ИСХОДНЫЙ ТЕКСТ:
=======
Этот геройский поступок создал другой образ Джоли. Это вам не какой-то игрушечный пес для поглаживаний, а настоящая сторожевая собака! С тех пор даже наши домоуправы, бывшие главными выразителями народного взгляда на происходившее в доме, приняли Джоли в узкий круг полезных членов общества.
Если ЛИ и Джоли знал весь дом, или точно наша сторона, то ее сына и невестку – только ближайшие соседи.
Мы были довольно хорошо знакомы со всем семейством. Пожалуй, кроме жены сына (Владимира Георгиевича – ВГ). Она мне нравилась, но все время болела и редко показывалась. Когда я приходил, а одно время это бывало довольно часто, она всегда где-то скрывалась в темноте их квартиры. А дома у них всегда было очень темно, я вообще не помню там яркого света.
ВГ обладал, наверное, самым редким из мужских качеств – изяществом. Он «не был лишен изящества», а именно изящен. Красив, аристократичен – эти более распространенные определения были все его составной частью. Происходил он из семьи морских офицеров. Дед его вроде бы был адмиралом, отец и трое его братьев – капитаны, участники русско-японской войны.
=======
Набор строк
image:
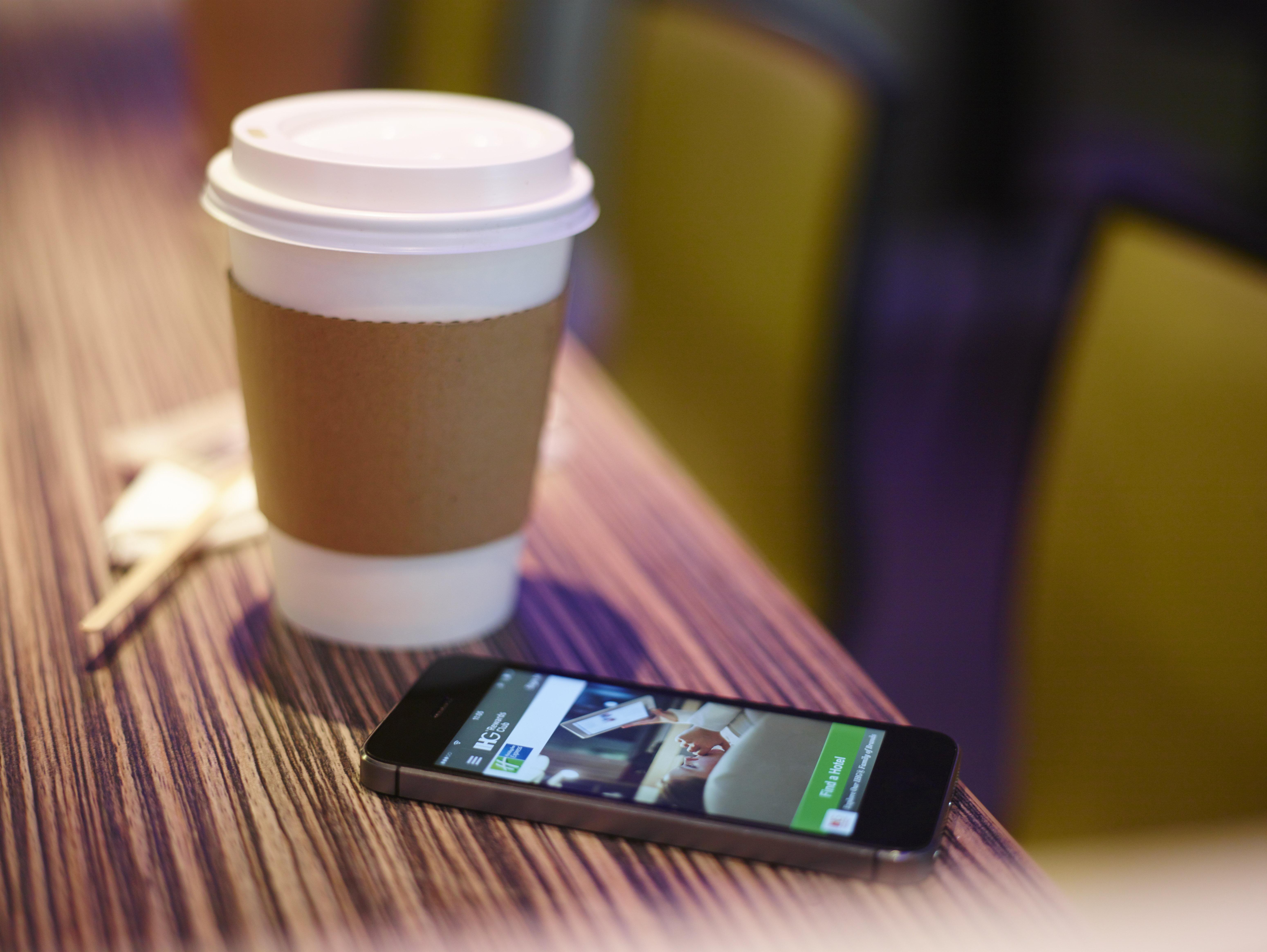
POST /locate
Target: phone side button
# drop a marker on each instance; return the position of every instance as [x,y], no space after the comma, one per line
[378,776]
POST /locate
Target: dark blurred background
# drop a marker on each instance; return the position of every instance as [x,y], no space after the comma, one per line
[957,310]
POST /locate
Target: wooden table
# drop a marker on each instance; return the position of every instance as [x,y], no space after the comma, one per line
[197,781]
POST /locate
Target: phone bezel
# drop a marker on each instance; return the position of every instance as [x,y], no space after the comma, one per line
[906,797]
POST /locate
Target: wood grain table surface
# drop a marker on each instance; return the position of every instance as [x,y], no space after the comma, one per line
[196,783]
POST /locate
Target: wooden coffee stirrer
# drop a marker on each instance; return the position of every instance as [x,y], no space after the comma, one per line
[146,572]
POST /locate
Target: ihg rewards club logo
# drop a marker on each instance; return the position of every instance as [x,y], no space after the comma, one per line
[512,756]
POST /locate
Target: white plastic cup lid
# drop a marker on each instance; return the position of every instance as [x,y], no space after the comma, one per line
[401,173]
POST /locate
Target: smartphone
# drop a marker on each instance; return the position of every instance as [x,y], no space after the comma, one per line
[848,797]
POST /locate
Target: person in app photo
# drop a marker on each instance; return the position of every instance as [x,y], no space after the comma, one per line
[741,762]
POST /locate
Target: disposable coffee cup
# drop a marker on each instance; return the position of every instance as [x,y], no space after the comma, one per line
[398,269]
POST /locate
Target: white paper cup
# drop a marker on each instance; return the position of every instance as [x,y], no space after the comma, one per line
[400,207]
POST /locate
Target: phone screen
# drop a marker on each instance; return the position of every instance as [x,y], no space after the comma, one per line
[671,751]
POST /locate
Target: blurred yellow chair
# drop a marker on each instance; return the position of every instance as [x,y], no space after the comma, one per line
[454,46]
[729,206]
[1143,608]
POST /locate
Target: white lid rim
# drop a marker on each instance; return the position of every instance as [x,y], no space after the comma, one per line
[240,205]
[431,241]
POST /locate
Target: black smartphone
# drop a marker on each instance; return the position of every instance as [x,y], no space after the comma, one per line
[752,780]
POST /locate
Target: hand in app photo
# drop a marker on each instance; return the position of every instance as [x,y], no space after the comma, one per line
[699,741]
=======
ЗАДАНИЯ:
- A) Назовите всех, кто в отрывке о соседях упомянут по имени или инициалам.
- B) Продолжите отрывок о соседях с того места, где он заканчивается.
Строки здесь не понадобятся.

ОТВЕТЫ К ЗАДАНИЯМ:
- A) Джоли, ЛИ, Владимир Георгиевич (ВГ).

- B)
Если бы я знал тогда это слово, я бы сказал, что жена ВГ слегка напоминала «чахоточную» – тонкая, с вечными кругами под глазами. И они явно дополняли друг друга.
Сам ВГ приятельствовал с моими родителями – иногда заходил к нам на праздники. И изредка приглашал к себе.
Он работал сразу в двух сферах, и знали его на двух фронтах – фотографии и кино. Он был одним авторов справочника, по которому фотоделу учились тысячи любителей2 в нашей стране. В МГУ ВГ заведовал межфакультетской кафедрой операторского дела и был уникальным специалистом. На втором фронте – в кино – его знал каждый оператор. Я бы даже сказал, что в этой области он был личностью легендарной.
Более того, когда я поступил до армии работать на Мосфильм, оказалось, что ВГ в нашем цехе был своего рода пророк, создавший во время оно писание для осветителей3.
Он был ровно на десять лет старше моего отца – родился в 1912 году в Таллинне. Во время войны был офицером и служил в Ленинграде
ВГ был первым взрослым в моей жизни, с которым у меня возникли отдельные отношения.
Как-то мы столкнулись с ним в лифте. И пока поднимались на этаж, я решил похвастаться. Мне как раз родители купили настоящий письменный стол (вернее, их было два – брату достался точно такой же). Стол бы не очень большой, однотумбовый, желтый, а крышка – коричневая. Я им страшно гордился.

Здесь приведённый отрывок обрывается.